==== GIVEN RECORDS ====

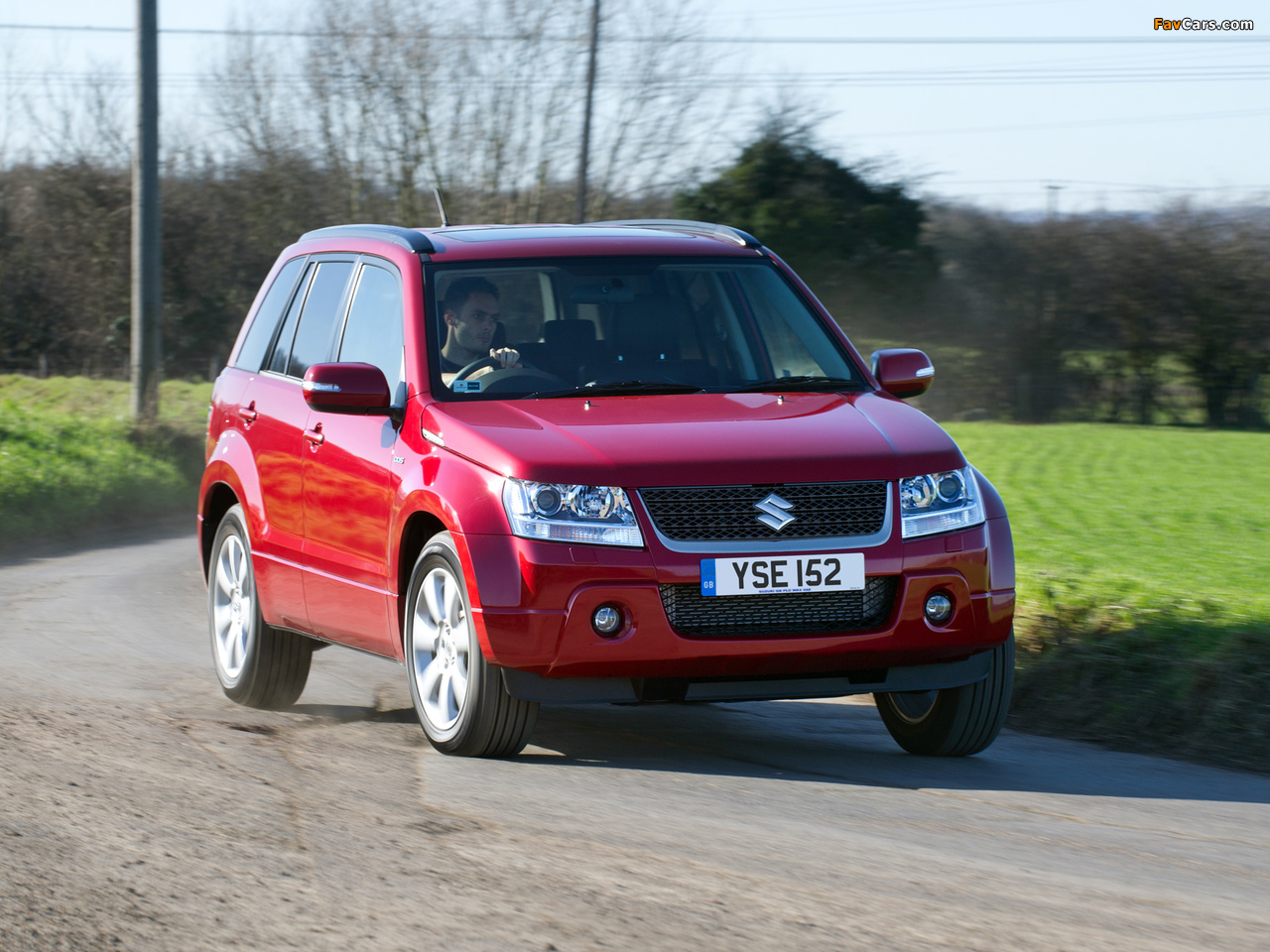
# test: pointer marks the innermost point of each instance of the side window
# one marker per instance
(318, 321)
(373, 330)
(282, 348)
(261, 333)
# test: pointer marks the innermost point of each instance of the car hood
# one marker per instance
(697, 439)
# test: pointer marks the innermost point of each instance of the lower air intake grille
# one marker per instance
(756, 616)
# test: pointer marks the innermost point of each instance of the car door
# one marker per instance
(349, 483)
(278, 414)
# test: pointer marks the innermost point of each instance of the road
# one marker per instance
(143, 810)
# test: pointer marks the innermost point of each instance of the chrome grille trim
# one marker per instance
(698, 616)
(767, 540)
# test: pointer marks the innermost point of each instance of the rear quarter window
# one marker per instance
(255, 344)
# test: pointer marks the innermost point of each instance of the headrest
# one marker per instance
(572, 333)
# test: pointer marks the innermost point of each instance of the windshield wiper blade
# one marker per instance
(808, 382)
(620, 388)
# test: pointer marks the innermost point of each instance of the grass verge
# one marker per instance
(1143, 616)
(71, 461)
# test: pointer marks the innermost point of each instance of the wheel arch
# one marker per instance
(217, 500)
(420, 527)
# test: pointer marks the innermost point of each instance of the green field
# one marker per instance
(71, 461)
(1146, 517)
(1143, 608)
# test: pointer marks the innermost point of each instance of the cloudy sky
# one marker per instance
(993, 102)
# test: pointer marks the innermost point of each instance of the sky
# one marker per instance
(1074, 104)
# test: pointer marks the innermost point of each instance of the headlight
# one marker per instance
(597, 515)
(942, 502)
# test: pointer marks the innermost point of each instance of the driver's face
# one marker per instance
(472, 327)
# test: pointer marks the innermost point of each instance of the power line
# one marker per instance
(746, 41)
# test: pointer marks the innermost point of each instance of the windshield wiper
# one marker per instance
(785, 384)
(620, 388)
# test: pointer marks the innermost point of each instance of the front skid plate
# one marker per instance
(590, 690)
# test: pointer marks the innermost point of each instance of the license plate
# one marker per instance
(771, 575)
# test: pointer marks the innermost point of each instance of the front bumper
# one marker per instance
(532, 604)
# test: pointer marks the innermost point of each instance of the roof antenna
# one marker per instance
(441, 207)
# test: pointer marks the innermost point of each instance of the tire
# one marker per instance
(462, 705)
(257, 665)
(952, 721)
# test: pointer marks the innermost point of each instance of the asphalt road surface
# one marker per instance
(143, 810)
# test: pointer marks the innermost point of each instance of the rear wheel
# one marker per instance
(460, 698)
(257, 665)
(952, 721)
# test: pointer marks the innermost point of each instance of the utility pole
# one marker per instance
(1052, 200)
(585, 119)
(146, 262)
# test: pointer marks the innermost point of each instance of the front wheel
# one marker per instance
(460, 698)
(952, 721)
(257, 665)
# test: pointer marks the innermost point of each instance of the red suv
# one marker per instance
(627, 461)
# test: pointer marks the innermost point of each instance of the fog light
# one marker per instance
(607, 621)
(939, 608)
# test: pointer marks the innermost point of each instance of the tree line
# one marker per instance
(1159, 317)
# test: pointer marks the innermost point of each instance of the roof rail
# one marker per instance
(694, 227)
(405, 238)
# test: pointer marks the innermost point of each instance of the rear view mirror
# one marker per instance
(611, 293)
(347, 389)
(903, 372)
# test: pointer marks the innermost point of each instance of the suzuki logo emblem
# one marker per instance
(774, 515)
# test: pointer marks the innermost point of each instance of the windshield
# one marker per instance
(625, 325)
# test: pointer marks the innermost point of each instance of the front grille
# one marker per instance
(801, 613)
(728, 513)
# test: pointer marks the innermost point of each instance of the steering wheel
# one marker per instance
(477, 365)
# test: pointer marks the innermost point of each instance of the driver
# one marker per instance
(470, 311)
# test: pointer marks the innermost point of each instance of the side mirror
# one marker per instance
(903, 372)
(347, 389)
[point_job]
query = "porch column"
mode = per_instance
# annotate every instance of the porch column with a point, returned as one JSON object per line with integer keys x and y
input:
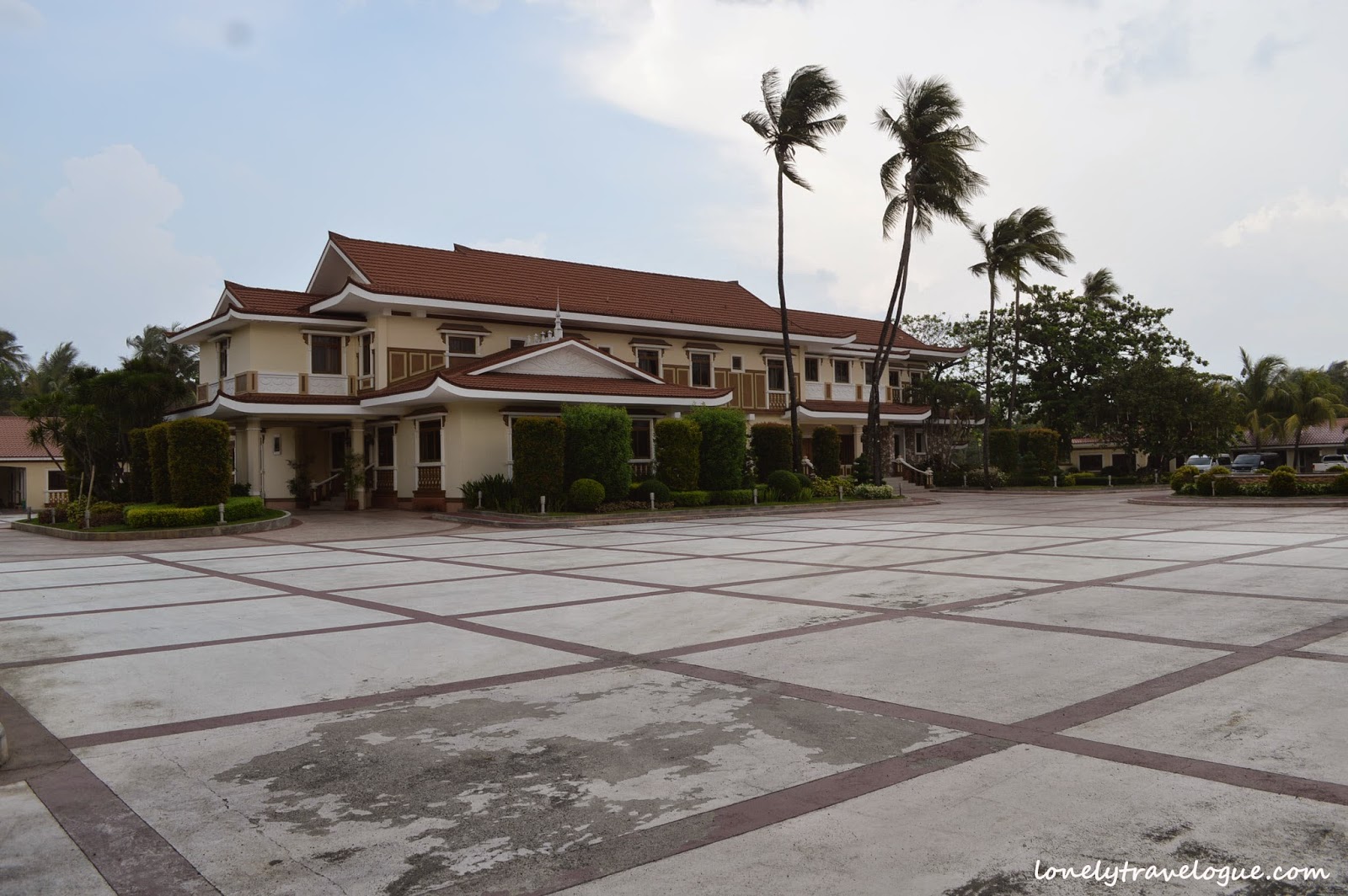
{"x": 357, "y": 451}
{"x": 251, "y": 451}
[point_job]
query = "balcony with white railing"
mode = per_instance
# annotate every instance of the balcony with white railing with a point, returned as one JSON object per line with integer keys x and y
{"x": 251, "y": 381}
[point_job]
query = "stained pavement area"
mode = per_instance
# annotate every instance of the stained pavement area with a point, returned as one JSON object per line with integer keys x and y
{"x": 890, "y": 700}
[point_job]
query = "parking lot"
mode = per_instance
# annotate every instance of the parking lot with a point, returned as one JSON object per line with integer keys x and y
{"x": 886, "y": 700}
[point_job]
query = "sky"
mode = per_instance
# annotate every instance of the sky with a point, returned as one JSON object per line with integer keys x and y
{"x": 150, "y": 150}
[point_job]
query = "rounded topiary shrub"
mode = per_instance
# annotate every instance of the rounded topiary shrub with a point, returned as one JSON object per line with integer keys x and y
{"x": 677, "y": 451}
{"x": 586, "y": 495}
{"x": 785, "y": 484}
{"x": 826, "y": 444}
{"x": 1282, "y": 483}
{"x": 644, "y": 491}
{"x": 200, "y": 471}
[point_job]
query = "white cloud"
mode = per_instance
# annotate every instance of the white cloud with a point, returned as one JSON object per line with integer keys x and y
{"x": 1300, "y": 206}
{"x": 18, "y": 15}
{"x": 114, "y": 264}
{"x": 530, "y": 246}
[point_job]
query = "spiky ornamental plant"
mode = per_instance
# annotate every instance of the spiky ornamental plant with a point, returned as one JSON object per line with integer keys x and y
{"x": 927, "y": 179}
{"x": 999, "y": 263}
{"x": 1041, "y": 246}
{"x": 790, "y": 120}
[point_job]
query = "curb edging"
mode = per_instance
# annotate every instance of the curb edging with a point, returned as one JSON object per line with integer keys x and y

====

:: THE EXERCISE ::
Quote the entries above word for word. Leave the images out.

:: SOLVED EXERCISE ::
# test: pointer marks the innermost point of each instance of the side window
# one marker per instance
(318, 321)
(373, 330)
(282, 348)
(261, 333)
# test: pointer marks the innermost point of each instance of the car hood
# one marker per instance
(697, 439)
# test: pointer marks the innermost point of each instance of the lower air intake grille
# one marker per instance
(756, 616)
# test: pointer marks the innermost point of each instance of the car door
# one marker per instance
(349, 483)
(278, 414)
# test: pointer marks the innermost point of each instance of the road
# one marker per instance
(143, 810)
# test: pointer marks the innermost point of each instance of the chrome grille trim
# one marker per instance
(698, 616)
(767, 540)
# test: pointer marks the innermost point of each instance of the rear quarter window
# one marker per instance
(255, 344)
# test: pointer marks the innermost point of each instance of the headrest
# one marker per instance
(572, 333)
# test: pointer marks the innermost point of each instance of the windshield wiper blade
# one marker per instance
(808, 382)
(620, 388)
# test: pointer marks the innermost point of each instance of the grass verge
# one marker per instance
(1143, 616)
(71, 461)
# test: pointer marks the innermost point of each instance of the wheel arch
# one marker per instance
(217, 500)
(420, 527)
# test: pointer marks the innermost point of each instance of the green field
# one marker per instance
(71, 461)
(1146, 517)
(1143, 608)
# test: pointer marks the innermost point of each instance of the cloudy sky
# one marker per instance
(993, 102)
# test: pointer marks the innermost point of each instance of the sky
# one marker per instance
(1074, 104)
# test: pointer marks the innermost point of each instance of the headlight
# one marker per instance
(597, 515)
(942, 502)
# test: pointer marks the innermost point of each instance of the driver's face
# one marker per instance
(472, 327)
# test: pointer marks the innermost point of each instance of the power line
# one marker per instance
(746, 41)
# test: pointer marks the innermost point of each instance of the windshield wiper
# one marker per instance
(785, 384)
(620, 388)
# test: pointer marks the innermost point of each instance of the front skid plate
# one marker per instance
(590, 690)
# test: pointer marks the innermost point of each instance of the license plate
# one marker per instance
(771, 575)
# test: pointer marks the innermost point of each instance of the front bumper
# one marker per instance
(532, 604)
# test: pointer marks the innermost point of each instance of the roof antenna
# one marker per instance
(441, 207)
# test: pointer marks the innermost point of each instance of the tire
# one marker per instance
(462, 705)
(257, 665)
(952, 721)
# test: pointer marks the innermost point of each instance of the asphalt road surface
# one marker per instance
(143, 810)
# test: pointer marks the innermost point of each instance of the rear wheel
# one marker per instance
(460, 698)
(257, 665)
(952, 721)
# test: pointer marks the innermost point of each instance of the utility pole
# one marker per instance
(1052, 200)
(585, 119)
(146, 262)
# test: pointer marks the innermost point of each instance of the front wheel
# one marker per instance
(460, 698)
(952, 721)
(257, 665)
# test: pointer marks the innermost point of each instance of the red suv
# one marker per instance
(627, 461)
# test: pointer marks the innermost point of each instance of the fog light
# one marker per instance
(607, 621)
(939, 608)
# test: pointer marks the innermost point of each instance of the tree line
# one marker per instance
(1159, 317)
# test: pointer marks the innermost point of each instance of the roof rail
# one marker per instance
(694, 227)
(405, 238)
# test: pointer marks the innermost point of each instance of the rear view mirror
# one marker per instance
(611, 293)
(347, 389)
(903, 372)
# test: pointer marks the innermost point of each instance of the suzuki logo emblem
# one marker per instance
(774, 515)
# test: pointer marks the innermost point of each instance of the windshield
# one marker per instance
(625, 325)
# test: pointer marks the innermost point of each instance of the front grille
# one marker per instance
(801, 613)
(728, 513)
# test: pointer marks the innermost point of each instance of the steering wheel
# one marker per instance
(477, 365)
# test: pointer marks the innermost point of each instance of the driver
# one marker per instance
(470, 311)
# test: pointer marks the innermost point of each instance of the side mirror
# one marker per instance
(903, 372)
(347, 389)
[point_job]
query = "porch column"
mode = per_instance
# annotate every instance of the porch column with a point, returned as one JSON object per line with integer keys x and y
input:
{"x": 357, "y": 451}
{"x": 251, "y": 451}
[point_job]
query = "balcony with white railing"
mode = per_instance
# annotate every instance of the balcony with white railing with a point, returned as one JSON object per line with integer keys x and y
{"x": 251, "y": 381}
[point_job]
query = "stained pavement area"
mode = per_instance
# annotate every instance of the stained pavement area with a point, returned as one JSON object per line with integer keys x and y
{"x": 890, "y": 700}
[point_job]
query = "parking lot"
mode = per_instance
# annotate every instance of the parking lot with a point, returned as one JSON object per line with integer keys x and y
{"x": 886, "y": 700}
[point_job]
query = "sky"
mode = per_instance
# annotate every instance of the sky with a point, returned as one JSON object per line with integer keys x and y
{"x": 150, "y": 150}
[point_job]
query = "rounded topiary shrub"
mode = per_instance
# annotate every instance of the rounded topiary shrub with a point, returned as one JSON object per line with integer keys x and y
{"x": 677, "y": 451}
{"x": 586, "y": 495}
{"x": 785, "y": 484}
{"x": 826, "y": 444}
{"x": 1282, "y": 483}
{"x": 644, "y": 491}
{"x": 200, "y": 471}
[point_job]
query = "white cloud"
mode = per_instance
# annotate every instance of the white cloud with a point, returned as one JSON object per line with integer keys x and y
{"x": 1300, "y": 206}
{"x": 18, "y": 15}
{"x": 114, "y": 264}
{"x": 530, "y": 246}
[point_job]
query = "spiky ornamental plant"
mode = per_instance
# annotate every instance of the spiky ornamental plant with a point, returned as one JSON object per line with integer keys x and y
{"x": 927, "y": 179}
{"x": 999, "y": 263}
{"x": 1041, "y": 246}
{"x": 790, "y": 120}
[point_job]
query = "curb edging"
mode = per_instance
# annotate every instance of the curb edging with a point, returned as one JSON object per line with integer keys x and y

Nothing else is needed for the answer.